- **Problem**
Copy out every line of the entries below unchanged, reproducing each character and line break.

Object location annotation data

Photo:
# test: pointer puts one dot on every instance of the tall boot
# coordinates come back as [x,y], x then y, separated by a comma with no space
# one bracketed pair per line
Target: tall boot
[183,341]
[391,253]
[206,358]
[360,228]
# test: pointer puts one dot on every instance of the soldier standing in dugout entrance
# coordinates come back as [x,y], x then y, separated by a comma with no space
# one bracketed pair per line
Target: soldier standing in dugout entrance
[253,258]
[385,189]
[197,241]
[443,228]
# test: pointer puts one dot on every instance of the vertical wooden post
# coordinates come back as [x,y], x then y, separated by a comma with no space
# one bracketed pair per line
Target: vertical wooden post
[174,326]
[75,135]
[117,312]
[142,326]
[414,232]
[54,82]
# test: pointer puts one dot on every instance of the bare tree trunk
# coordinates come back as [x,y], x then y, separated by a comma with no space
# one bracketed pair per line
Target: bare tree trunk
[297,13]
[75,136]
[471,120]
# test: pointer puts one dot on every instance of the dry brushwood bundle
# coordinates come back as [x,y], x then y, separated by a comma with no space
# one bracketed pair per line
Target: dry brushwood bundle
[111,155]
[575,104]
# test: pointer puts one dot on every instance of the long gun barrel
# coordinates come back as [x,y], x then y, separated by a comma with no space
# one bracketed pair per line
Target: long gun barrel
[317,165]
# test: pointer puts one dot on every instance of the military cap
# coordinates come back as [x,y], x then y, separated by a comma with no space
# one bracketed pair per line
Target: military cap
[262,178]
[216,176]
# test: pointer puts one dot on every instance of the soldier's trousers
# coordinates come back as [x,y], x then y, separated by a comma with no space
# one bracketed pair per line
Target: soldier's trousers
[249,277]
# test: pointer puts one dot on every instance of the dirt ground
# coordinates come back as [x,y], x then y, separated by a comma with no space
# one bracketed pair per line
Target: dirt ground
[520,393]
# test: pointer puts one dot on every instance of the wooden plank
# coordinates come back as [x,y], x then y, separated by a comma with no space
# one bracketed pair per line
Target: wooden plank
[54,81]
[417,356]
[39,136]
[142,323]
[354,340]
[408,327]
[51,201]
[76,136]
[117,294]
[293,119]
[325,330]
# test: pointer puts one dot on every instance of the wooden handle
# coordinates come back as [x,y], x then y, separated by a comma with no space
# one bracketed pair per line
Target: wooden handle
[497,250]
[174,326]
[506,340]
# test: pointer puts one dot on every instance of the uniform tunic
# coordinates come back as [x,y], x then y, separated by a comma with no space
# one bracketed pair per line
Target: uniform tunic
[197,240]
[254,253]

- **Written reply**
Photo:
# test: pointer puts one dot on every instance of the tall boot
# coordinates come back as [x,y], x then y, separated by a comma with no space
# one bracketed pair per line
Target: tall boot
[183,341]
[391,253]
[206,358]
[360,228]
# test: pointer puts one dot on every instance of the soldier standing in dugout entrance
# coordinates come back as [x,y], x then y, separated by a comma with no space
# one bracketed pair per line
Target: soldier standing in dugout entrance
[253,258]
[385,189]
[197,241]
[443,228]
# test: pointer puts one dot on every instance of the vertical wooden post
# coordinates come back as [x,y], x then y, separated by a comma with no space
# one bracketed pair per line
Target: vertical wooden post
[174,326]
[75,135]
[117,312]
[142,326]
[414,232]
[54,82]
# test: pointer puts one dot on every instance of the bare tree trunk
# coordinates come back as [x,y], x then y, separated by a comma with no space
# one bracketed pair per line
Target: bare tree trunk
[297,13]
[75,136]
[471,120]
# test: pointer puts one dot on every instance of the dry brushwood bundle
# coordinates come back as [x,y], x then y, separated by a comma with no space
# one bracketed pair per line
Target: dry brushwood bundle
[111,155]
[575,104]
# test: pointer puts one dot on every instance of the long gun barrel
# coordinates come back as [x,y], x then y, separated by a comma with no space
# one bracketed pair per line
Target: long gun barrel
[317,165]
# test: pointer puts one dot on every instance of the military cap
# coordinates come back as [x,y], x then y, separated by a comma with no space
# one bracketed pair per line
Target: military cap
[262,178]
[216,176]
# test: pointer puts one dot on every instance of the soldier's trousers
# coordinates come back as [x,y], x then y, separated by a comma with no space
# one bracketed pair per line
Target: soldier's trousers
[249,277]
# test: pointer puts one dot on every instance of the dirt ground
# coordinates come back as [x,y], x then y, separated by a comma with no space
# one bracketed pair per line
Target: dirt ground
[520,393]
# test: pointer puts one dot on every instance of the wooden plank
# coordinates come back as [x,y], x then y, separated by a comma with no space
# one bracketed pair per line
Target: wooden plank
[54,81]
[417,356]
[39,136]
[142,323]
[354,340]
[408,327]
[51,201]
[76,136]
[117,294]
[293,119]
[325,330]
# test: pointer puts one dot on every instance of the wooden handle
# coordinates come back as [x,y], x then y, separated by a comma with no space
# one bracketed pair per line
Target: wooden handle
[497,250]
[174,326]
[506,340]
# test: pointer puts one dot on every instance of the uniform tunic
# coordinates come back as [x,y], x then y, separated by a comma with no space
# one bracketed pair per line
Target: uniform tunic
[197,240]
[254,253]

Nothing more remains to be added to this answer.